■ **SHORT PROBLEM**: Which lines in the records below contain the word "segment"? Copy each of those lines.

■ **Items from a data source**:
►

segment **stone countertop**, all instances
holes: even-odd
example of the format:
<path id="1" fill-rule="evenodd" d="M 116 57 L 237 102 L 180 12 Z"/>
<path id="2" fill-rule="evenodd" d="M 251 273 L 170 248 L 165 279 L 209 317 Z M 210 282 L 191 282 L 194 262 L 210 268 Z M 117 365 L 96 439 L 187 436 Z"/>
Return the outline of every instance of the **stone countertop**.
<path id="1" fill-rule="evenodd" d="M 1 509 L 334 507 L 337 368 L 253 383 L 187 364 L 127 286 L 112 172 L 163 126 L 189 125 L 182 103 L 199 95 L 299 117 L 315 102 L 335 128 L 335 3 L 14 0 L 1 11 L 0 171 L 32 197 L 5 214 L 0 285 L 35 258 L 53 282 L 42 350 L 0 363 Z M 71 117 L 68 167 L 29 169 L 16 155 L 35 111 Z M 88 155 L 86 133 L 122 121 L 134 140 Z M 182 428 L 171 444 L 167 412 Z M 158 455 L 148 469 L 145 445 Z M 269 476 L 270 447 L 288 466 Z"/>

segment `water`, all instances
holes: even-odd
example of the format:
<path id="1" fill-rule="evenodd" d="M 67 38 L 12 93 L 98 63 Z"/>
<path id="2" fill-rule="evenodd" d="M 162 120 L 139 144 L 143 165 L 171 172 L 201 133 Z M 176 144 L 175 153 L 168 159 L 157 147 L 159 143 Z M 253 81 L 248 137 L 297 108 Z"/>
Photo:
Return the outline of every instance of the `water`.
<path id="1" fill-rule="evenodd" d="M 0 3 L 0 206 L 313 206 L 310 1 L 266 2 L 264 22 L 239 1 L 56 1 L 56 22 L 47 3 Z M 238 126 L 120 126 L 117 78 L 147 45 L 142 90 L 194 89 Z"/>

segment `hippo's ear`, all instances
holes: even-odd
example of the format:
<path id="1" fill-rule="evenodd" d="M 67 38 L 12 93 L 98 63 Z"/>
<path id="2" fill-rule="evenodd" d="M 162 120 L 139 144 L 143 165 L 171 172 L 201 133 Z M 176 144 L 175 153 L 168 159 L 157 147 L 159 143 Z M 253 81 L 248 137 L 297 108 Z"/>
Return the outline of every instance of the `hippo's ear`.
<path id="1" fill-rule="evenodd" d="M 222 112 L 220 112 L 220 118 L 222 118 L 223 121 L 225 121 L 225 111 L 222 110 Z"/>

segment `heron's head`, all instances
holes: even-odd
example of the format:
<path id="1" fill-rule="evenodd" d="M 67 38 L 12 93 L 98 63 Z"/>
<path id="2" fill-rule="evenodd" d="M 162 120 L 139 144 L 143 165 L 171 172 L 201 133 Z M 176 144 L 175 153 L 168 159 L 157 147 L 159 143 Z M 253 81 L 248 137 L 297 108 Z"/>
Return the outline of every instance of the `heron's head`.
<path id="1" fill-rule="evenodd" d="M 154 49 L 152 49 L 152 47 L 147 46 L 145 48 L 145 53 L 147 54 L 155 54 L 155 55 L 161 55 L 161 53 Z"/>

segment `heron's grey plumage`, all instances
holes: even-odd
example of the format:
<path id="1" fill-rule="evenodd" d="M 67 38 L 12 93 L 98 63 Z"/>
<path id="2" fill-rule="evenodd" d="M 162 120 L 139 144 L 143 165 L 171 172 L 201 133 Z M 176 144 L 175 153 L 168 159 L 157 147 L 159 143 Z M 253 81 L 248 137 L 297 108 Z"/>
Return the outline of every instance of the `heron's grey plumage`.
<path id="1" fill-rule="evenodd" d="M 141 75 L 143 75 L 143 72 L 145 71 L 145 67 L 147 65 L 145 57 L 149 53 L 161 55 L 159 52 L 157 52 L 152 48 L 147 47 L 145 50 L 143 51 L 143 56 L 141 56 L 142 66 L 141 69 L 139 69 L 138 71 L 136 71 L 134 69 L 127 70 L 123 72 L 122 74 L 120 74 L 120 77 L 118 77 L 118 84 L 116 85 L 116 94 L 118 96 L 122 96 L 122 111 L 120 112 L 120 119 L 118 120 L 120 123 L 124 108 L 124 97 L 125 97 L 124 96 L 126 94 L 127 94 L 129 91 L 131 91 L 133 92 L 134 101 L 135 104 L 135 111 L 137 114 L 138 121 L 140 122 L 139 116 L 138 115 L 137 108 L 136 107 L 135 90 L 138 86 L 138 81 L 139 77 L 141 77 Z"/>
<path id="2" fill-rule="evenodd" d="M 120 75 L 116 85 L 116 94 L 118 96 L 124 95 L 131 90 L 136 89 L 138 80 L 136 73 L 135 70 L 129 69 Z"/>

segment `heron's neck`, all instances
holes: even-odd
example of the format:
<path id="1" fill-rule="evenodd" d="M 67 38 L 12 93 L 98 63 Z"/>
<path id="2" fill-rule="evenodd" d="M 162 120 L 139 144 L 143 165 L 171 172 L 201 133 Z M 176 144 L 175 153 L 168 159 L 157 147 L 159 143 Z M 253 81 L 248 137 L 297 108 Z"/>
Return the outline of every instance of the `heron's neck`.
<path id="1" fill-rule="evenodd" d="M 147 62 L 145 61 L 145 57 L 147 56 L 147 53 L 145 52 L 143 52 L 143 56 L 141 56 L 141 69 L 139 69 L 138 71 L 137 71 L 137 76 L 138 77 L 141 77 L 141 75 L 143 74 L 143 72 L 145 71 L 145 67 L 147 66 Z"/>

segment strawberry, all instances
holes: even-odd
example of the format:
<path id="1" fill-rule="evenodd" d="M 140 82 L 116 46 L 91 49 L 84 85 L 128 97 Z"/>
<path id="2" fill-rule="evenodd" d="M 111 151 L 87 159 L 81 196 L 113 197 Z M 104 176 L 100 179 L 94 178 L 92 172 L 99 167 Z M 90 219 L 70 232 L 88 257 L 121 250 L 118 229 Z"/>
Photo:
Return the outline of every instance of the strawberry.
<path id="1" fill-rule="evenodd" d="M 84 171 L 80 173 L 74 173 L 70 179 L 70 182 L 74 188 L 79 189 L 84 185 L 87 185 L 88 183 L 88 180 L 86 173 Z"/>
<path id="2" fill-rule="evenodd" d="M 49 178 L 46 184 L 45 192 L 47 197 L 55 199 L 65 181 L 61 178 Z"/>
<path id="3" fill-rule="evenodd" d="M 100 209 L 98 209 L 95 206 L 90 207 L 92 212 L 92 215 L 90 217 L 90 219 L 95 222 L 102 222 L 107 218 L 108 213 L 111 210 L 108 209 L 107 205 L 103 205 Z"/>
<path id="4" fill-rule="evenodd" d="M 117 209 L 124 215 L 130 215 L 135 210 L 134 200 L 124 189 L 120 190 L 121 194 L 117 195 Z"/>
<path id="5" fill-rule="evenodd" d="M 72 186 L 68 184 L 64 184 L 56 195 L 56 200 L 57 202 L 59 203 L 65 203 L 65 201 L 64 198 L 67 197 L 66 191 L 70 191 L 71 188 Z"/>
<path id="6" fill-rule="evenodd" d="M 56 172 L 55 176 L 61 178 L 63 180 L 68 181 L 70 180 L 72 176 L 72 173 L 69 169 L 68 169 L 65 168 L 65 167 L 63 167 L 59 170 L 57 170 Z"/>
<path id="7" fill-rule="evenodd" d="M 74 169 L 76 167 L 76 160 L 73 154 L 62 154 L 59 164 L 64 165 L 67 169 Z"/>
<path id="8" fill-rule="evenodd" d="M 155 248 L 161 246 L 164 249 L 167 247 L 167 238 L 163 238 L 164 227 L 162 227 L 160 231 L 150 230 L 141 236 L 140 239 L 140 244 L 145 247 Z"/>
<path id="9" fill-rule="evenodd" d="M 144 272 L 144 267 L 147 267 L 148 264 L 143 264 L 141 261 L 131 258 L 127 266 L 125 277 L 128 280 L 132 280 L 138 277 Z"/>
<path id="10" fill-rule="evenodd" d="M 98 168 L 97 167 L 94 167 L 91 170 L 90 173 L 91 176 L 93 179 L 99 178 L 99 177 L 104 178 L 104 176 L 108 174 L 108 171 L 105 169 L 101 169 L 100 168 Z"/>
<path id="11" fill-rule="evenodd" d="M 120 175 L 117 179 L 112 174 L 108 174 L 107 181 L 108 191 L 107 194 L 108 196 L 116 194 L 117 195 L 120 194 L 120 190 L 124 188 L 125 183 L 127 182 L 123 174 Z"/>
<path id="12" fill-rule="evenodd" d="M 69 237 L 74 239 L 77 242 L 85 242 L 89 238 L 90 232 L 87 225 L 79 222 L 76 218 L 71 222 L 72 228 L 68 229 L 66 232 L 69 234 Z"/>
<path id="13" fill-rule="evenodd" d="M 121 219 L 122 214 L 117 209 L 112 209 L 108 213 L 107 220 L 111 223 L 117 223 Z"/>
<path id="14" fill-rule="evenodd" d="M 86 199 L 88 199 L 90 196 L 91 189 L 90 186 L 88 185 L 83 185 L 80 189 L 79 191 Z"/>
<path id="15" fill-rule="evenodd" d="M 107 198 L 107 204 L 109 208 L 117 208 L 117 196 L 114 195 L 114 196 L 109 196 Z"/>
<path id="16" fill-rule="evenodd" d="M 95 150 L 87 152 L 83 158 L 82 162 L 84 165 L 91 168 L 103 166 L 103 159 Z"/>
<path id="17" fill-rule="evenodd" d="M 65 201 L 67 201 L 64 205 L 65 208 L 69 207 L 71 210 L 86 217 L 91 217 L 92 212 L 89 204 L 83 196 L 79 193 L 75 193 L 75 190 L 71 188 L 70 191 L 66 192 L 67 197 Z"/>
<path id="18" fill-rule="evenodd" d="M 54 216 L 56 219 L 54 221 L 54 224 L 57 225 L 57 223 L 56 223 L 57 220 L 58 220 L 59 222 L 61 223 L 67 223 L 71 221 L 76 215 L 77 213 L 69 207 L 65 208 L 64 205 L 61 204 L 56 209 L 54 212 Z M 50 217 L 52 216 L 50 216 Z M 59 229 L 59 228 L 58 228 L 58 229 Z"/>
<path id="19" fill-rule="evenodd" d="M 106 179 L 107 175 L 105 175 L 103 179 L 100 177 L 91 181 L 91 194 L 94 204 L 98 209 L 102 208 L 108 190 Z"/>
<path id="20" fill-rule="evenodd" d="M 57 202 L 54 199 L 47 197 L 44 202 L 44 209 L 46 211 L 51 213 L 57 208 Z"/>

◄

■ **PROBLEM SOLUTION**:
segment **stone countertop**, all instances
segment `water`, all instances
segment `hippo's ear`, all instances
segment `heron's head`, all instances
segment `heron's grey plumage`, all instances
segment `heron's neck`, all instances
segment strawberry, all instances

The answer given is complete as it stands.